(Data extracted from a collection)
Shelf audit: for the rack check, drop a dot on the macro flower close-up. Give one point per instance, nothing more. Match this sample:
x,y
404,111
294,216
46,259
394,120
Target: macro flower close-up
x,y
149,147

● EXERCISE DIRECTIONS
Set the data down again in full, exactly as given.

● SOLUTION TO THIS PROBLEM
Shelf audit: for the rack check, drop a dot on the macro flower close-up. Give one point per instance, nothing more. Match this sample:
x,y
404,111
294,216
46,259
394,120
Target: macro flower close-up
x,y
149,147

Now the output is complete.